SUPPLIED INFORMATION:
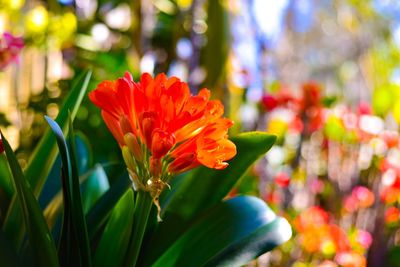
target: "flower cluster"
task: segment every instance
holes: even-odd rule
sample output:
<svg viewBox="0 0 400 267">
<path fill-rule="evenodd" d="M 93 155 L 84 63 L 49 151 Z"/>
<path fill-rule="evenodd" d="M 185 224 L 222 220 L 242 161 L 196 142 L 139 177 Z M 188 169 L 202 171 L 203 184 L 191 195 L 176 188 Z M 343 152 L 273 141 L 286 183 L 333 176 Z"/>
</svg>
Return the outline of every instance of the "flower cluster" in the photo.
<svg viewBox="0 0 400 267">
<path fill-rule="evenodd" d="M 325 258 L 319 266 L 366 266 L 364 254 L 372 243 L 371 234 L 360 229 L 346 232 L 329 217 L 325 210 L 314 206 L 294 220 L 304 251 Z"/>
<path fill-rule="evenodd" d="M 350 249 L 345 232 L 328 222 L 328 213 L 320 207 L 310 207 L 294 220 L 301 244 L 307 252 L 332 255 Z"/>
<path fill-rule="evenodd" d="M 176 77 L 144 73 L 134 82 L 126 73 L 89 97 L 122 149 L 134 188 L 150 192 L 155 204 L 173 175 L 199 165 L 224 169 L 236 154 L 227 139 L 233 122 L 207 89 L 190 95 Z"/>
<path fill-rule="evenodd" d="M 391 236 L 400 233 L 400 113 L 382 117 L 376 105 L 336 100 L 314 82 L 274 84 L 252 113 L 256 123 L 247 124 L 278 136 L 256 165 L 260 182 L 251 190 L 295 218 L 291 253 L 277 251 L 282 260 L 273 266 L 290 257 L 315 266 L 364 266 L 398 245 Z M 383 241 L 372 239 L 370 233 L 382 231 Z"/>
</svg>

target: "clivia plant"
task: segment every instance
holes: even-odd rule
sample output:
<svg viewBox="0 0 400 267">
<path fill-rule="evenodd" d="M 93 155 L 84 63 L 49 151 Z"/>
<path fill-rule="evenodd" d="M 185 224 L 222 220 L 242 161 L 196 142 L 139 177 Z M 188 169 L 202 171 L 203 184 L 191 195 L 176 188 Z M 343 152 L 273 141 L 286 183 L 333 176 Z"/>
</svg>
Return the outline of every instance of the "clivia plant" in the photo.
<svg viewBox="0 0 400 267">
<path fill-rule="evenodd" d="M 102 189 L 102 165 L 73 120 L 87 73 L 21 169 L 1 134 L 0 262 L 4 266 L 240 266 L 287 241 L 291 228 L 260 199 L 227 198 L 275 136 L 242 133 L 210 92 L 191 95 L 176 77 L 130 74 L 89 94 L 121 148 L 123 175 Z M 54 138 L 55 137 L 55 138 Z M 108 140 L 104 140 L 107 142 Z M 0 151 L 3 152 L 3 151 Z M 54 171 L 61 159 L 61 170 Z M 61 188 L 44 192 L 46 182 Z M 54 196 L 45 207 L 38 199 Z"/>
</svg>

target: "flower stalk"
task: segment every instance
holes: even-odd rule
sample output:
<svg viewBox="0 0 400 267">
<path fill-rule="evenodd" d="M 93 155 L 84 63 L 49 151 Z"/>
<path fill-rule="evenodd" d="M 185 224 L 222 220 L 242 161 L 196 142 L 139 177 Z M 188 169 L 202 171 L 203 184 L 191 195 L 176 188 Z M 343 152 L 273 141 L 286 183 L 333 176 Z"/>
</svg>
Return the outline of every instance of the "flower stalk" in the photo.
<svg viewBox="0 0 400 267">
<path fill-rule="evenodd" d="M 126 267 L 136 266 L 152 203 L 153 198 L 146 191 L 137 191 L 135 210 L 133 212 L 133 231 L 127 250 Z"/>
</svg>

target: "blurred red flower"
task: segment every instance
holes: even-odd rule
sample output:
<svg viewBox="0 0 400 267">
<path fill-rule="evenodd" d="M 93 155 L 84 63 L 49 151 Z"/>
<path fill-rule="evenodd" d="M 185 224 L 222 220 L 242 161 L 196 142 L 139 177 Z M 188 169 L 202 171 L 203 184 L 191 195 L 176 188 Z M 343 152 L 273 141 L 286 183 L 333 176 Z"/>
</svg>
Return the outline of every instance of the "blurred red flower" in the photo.
<svg viewBox="0 0 400 267">
<path fill-rule="evenodd" d="M 4 152 L 3 139 L 0 137 L 0 154 Z"/>
<path fill-rule="evenodd" d="M 390 207 L 385 211 L 385 222 L 388 225 L 394 225 L 399 222 L 400 210 L 396 207 Z"/>
<path fill-rule="evenodd" d="M 290 177 L 287 173 L 279 172 L 275 175 L 275 183 L 280 187 L 288 187 L 290 184 Z"/>
</svg>

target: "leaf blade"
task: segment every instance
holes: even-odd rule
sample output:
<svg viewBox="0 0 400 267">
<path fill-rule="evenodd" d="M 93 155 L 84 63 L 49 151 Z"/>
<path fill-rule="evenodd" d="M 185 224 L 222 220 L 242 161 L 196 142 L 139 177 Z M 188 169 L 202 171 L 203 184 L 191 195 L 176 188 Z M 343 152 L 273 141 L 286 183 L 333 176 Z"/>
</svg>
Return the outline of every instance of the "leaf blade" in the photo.
<svg viewBox="0 0 400 267">
<path fill-rule="evenodd" d="M 93 261 L 95 266 L 121 266 L 124 262 L 132 231 L 133 207 L 133 191 L 127 190 L 114 207 L 104 229 Z"/>
<path fill-rule="evenodd" d="M 130 186 L 132 186 L 132 182 L 127 175 L 121 175 L 89 210 L 86 215 L 86 221 L 90 240 L 95 237 L 105 224 L 113 207 Z"/>
<path fill-rule="evenodd" d="M 91 266 L 89 238 L 79 188 L 79 171 L 72 120 L 69 117 L 69 136 L 68 140 L 65 140 L 59 125 L 51 118 L 47 116 L 45 118 L 56 135 L 62 161 L 64 225 L 60 238 L 61 248 L 63 248 L 60 249 L 60 255 L 63 262 L 72 260 L 71 257 L 76 256 L 81 266 Z M 68 252 L 73 253 L 75 249 L 77 249 L 78 255 L 68 254 Z M 63 253 L 65 251 L 67 251 L 66 254 Z"/>
<path fill-rule="evenodd" d="M 17 198 L 22 208 L 22 215 L 27 228 L 29 243 L 39 266 L 58 266 L 57 252 L 43 217 L 42 210 L 25 179 L 21 167 L 8 141 L 1 134 L 7 160 L 13 175 Z"/>
<path fill-rule="evenodd" d="M 88 71 L 85 75 L 82 75 L 78 78 L 77 83 L 75 84 L 75 86 L 73 86 L 70 95 L 67 97 L 63 104 L 63 107 L 60 109 L 60 113 L 56 118 L 56 122 L 61 126 L 61 129 L 63 129 L 64 132 L 68 125 L 69 111 L 71 110 L 71 118 L 73 120 L 76 116 L 76 113 L 78 112 L 80 104 L 82 103 L 83 97 L 85 96 L 91 76 L 92 72 Z M 82 86 L 79 88 L 79 84 L 81 82 Z M 50 156 L 48 147 L 52 147 L 52 152 L 50 153 Z M 37 148 L 32 153 L 25 171 L 26 177 L 30 179 L 36 196 L 40 193 L 44 184 L 44 179 L 47 177 L 49 171 L 37 166 L 51 166 L 56 158 L 56 154 L 56 141 L 54 140 L 51 131 L 47 131 L 44 134 L 44 137 L 41 139 L 40 143 L 38 144 Z M 47 159 L 47 161 L 45 162 L 46 164 L 43 164 L 43 159 Z"/>
<path fill-rule="evenodd" d="M 221 201 L 251 164 L 272 147 L 276 137 L 262 132 L 249 132 L 231 140 L 237 147 L 237 155 L 229 162 L 229 166 L 224 170 L 199 167 L 184 177 L 178 189 L 164 203 L 163 213 L 179 211 L 183 218 L 190 218 Z"/>
<path fill-rule="evenodd" d="M 156 260 L 196 214 L 219 203 L 254 161 L 272 147 L 276 137 L 262 132 L 249 132 L 231 140 L 236 145 L 237 155 L 226 169 L 221 171 L 200 167 L 186 176 L 175 178 L 171 191 L 161 199 L 163 223 L 148 237 L 146 246 L 152 249 L 151 254 L 145 255 L 146 262 Z"/>
<path fill-rule="evenodd" d="M 78 77 L 77 82 L 72 86 L 70 94 L 67 96 L 56 121 L 63 129 L 66 128 L 68 110 L 72 110 L 72 117 L 74 118 L 78 108 L 83 100 L 89 80 L 92 75 L 91 71 L 82 73 Z M 80 86 L 82 84 L 82 86 Z M 32 186 L 32 191 L 36 197 L 40 194 L 45 180 L 51 170 L 51 166 L 57 156 L 56 140 L 54 139 L 50 130 L 46 131 L 36 146 L 28 166 L 25 170 L 25 177 L 29 179 Z M 6 218 L 4 220 L 3 230 L 6 236 L 10 239 L 11 243 L 16 249 L 19 249 L 22 244 L 25 229 L 22 225 L 22 214 L 17 207 L 18 201 L 16 195 L 12 198 Z"/>
<path fill-rule="evenodd" d="M 241 266 L 290 236 L 287 221 L 262 200 L 236 197 L 200 217 L 152 266 Z"/>
</svg>

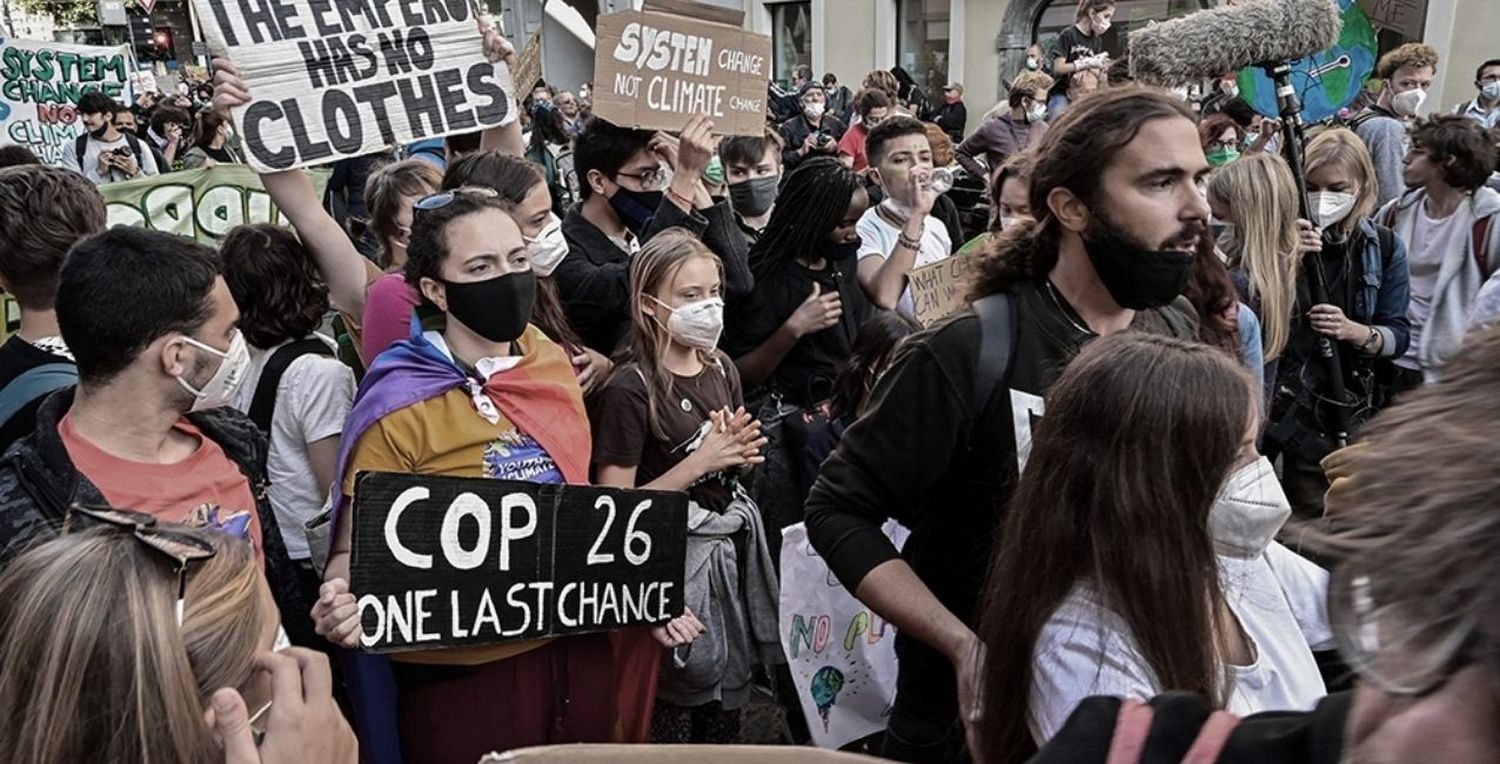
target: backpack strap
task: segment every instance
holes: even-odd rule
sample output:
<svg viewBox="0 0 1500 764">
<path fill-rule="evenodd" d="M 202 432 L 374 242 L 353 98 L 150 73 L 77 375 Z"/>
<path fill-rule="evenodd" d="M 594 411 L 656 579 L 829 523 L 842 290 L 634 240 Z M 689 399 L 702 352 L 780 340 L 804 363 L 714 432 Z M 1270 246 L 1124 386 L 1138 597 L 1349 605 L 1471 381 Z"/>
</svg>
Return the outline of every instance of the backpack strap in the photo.
<svg viewBox="0 0 1500 764">
<path fill-rule="evenodd" d="M 78 169 L 83 170 L 83 155 L 89 150 L 89 134 L 83 133 L 73 141 L 73 155 L 78 158 Z M 85 172 L 87 172 L 85 170 Z"/>
<path fill-rule="evenodd" d="M 77 383 L 78 367 L 62 361 L 44 363 L 21 372 L 0 390 L 0 425 L 9 422 L 16 412 L 32 401 Z"/>
<path fill-rule="evenodd" d="M 271 417 L 276 413 L 276 388 L 281 385 L 281 375 L 286 373 L 287 367 L 292 361 L 305 355 L 322 355 L 333 357 L 333 350 L 317 337 L 308 337 L 305 340 L 282 345 L 266 359 L 266 366 L 260 372 L 260 381 L 255 384 L 255 397 L 250 399 L 250 421 L 254 422 L 261 432 L 270 434 Z"/>
<path fill-rule="evenodd" d="M 996 292 L 974 301 L 979 317 L 979 364 L 974 370 L 974 421 L 984 419 L 995 389 L 1010 376 L 1016 347 L 1016 302 L 1009 292 Z"/>
<path fill-rule="evenodd" d="M 1489 278 L 1490 271 L 1490 228 L 1495 223 L 1495 215 L 1486 215 L 1474 221 L 1474 262 L 1479 265 L 1479 273 Z"/>
</svg>

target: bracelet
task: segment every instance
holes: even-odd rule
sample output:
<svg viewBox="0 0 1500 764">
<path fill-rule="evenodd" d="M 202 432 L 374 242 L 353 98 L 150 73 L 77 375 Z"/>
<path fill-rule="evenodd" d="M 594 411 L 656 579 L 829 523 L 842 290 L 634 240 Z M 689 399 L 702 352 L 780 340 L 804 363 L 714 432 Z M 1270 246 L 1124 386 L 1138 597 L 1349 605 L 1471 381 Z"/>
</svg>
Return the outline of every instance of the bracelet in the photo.
<svg viewBox="0 0 1500 764">
<path fill-rule="evenodd" d="M 1372 326 L 1369 328 L 1370 336 L 1366 337 L 1364 342 L 1359 343 L 1359 349 L 1362 353 L 1375 355 L 1376 353 L 1380 352 L 1380 348 L 1378 346 L 1385 344 L 1385 338 L 1380 336 L 1380 332 L 1375 331 L 1375 327 Z M 1374 347 L 1373 350 L 1371 349 L 1372 347 Z"/>
<path fill-rule="evenodd" d="M 922 251 L 922 240 L 921 239 L 913 239 L 910 236 L 907 236 L 905 232 L 902 232 L 902 233 L 896 234 L 896 246 L 906 247 L 907 249 L 909 249 L 909 250 L 911 250 L 913 252 L 921 252 Z"/>
<path fill-rule="evenodd" d="M 671 186 L 667 186 L 667 196 L 670 197 L 672 201 L 677 202 L 678 205 L 686 207 L 689 210 L 697 206 L 693 203 L 692 199 L 685 198 L 682 194 L 677 193 L 677 191 L 674 190 Z"/>
</svg>

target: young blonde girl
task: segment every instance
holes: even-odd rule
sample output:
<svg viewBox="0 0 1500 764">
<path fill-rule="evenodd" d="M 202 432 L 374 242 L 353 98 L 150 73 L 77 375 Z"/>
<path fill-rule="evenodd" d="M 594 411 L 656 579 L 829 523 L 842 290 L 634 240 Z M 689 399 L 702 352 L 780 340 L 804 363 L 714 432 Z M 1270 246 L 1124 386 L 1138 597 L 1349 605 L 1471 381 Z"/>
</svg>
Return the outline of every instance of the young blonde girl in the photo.
<svg viewBox="0 0 1500 764">
<path fill-rule="evenodd" d="M 591 406 L 596 483 L 690 499 L 689 612 L 658 634 L 674 653 L 659 675 L 653 742 L 733 742 L 754 667 L 780 654 L 775 572 L 759 512 L 738 484 L 766 440 L 717 349 L 722 280 L 723 265 L 697 239 L 653 238 L 631 263 L 628 345 Z M 700 632 L 691 650 L 676 649 Z"/>
</svg>

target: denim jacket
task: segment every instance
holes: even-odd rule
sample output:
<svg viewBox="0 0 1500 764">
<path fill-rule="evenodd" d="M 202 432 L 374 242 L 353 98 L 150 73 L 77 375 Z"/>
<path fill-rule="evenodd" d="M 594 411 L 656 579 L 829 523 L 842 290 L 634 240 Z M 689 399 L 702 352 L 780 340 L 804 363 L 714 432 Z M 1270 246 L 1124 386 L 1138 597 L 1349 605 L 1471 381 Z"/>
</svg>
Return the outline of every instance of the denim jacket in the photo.
<svg viewBox="0 0 1500 764">
<path fill-rule="evenodd" d="M 1395 246 L 1387 260 L 1380 251 L 1378 228 L 1365 218 L 1359 221 L 1352 237 L 1352 243 L 1359 248 L 1363 277 L 1354 293 L 1354 304 L 1346 307 L 1349 318 L 1374 328 L 1384 339 L 1379 357 L 1399 358 L 1411 344 L 1411 320 L 1406 315 L 1411 299 L 1411 273 L 1406 264 L 1406 244 L 1401 237 L 1390 237 Z"/>
</svg>

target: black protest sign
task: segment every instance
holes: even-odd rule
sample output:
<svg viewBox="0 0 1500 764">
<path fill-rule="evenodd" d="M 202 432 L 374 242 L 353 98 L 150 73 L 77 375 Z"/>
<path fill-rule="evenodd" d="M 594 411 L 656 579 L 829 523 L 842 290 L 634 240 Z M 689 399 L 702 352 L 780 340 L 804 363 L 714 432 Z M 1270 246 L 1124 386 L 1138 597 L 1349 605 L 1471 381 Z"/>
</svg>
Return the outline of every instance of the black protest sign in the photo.
<svg viewBox="0 0 1500 764">
<path fill-rule="evenodd" d="M 193 0 L 253 99 L 234 126 L 255 169 L 324 164 L 516 118 L 470 0 Z"/>
<path fill-rule="evenodd" d="M 349 588 L 360 646 L 398 652 L 682 615 L 687 494 L 361 473 Z"/>
</svg>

WHAT TO WORK ON: This task calls for the number of lines in the entries that contain the string "target", with no accompanying text.

YOUR SOLUTION: 10